### DIRECTIONS FOR THIS TASK
Reproduce the lines below word for word, leaving out the pictures.

### EXTRACTED MATERIAL

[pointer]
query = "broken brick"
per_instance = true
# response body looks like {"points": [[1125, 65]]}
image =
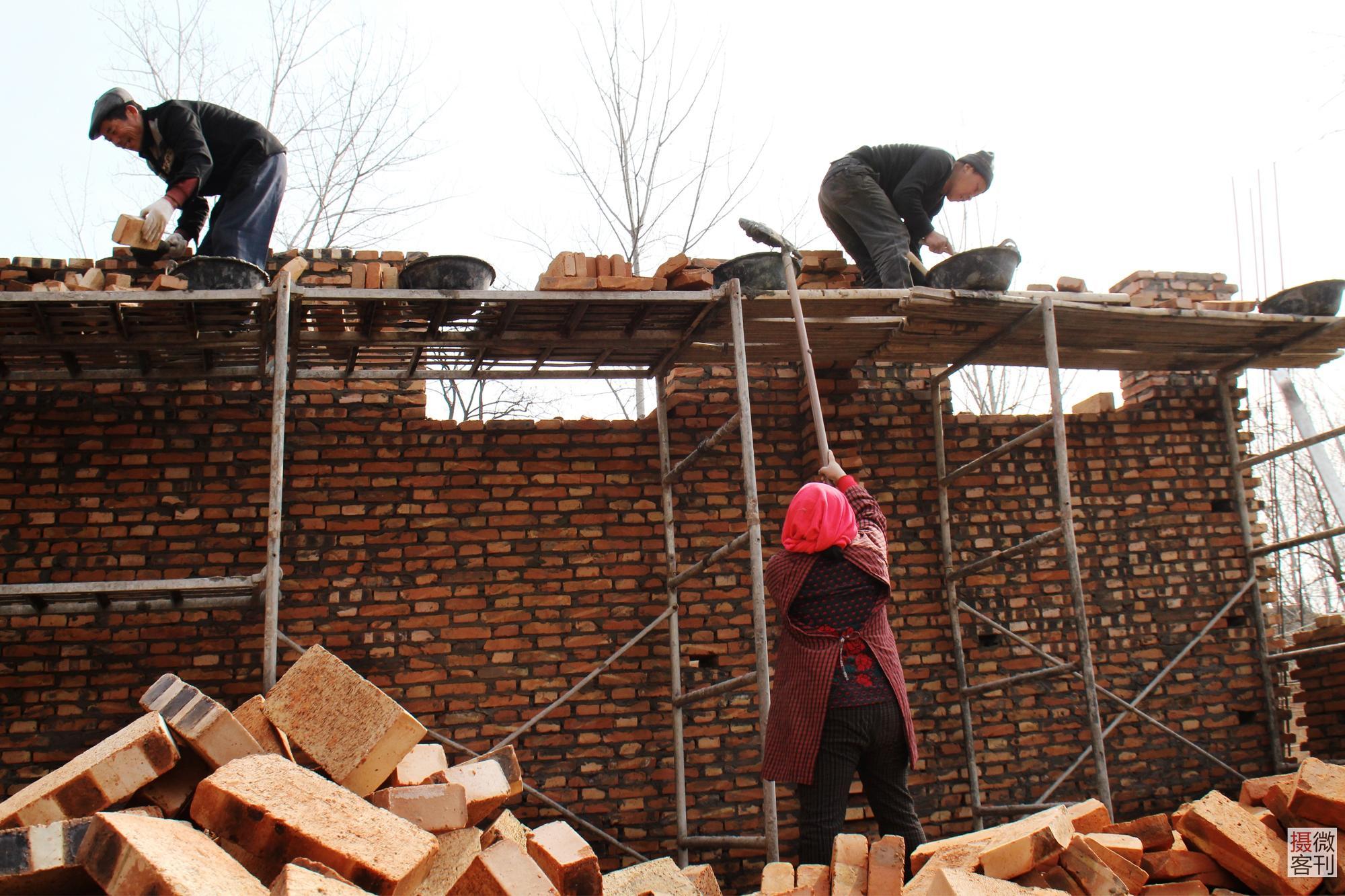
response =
{"points": [[275, 809], [354, 731]]}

### RESPONSE FOR THIS EXERCISE
[pointer]
query = "broken brick"
per_instance = true
# response body looks like {"points": [[1125, 65]]}
image =
response =
{"points": [[275, 809], [354, 731]]}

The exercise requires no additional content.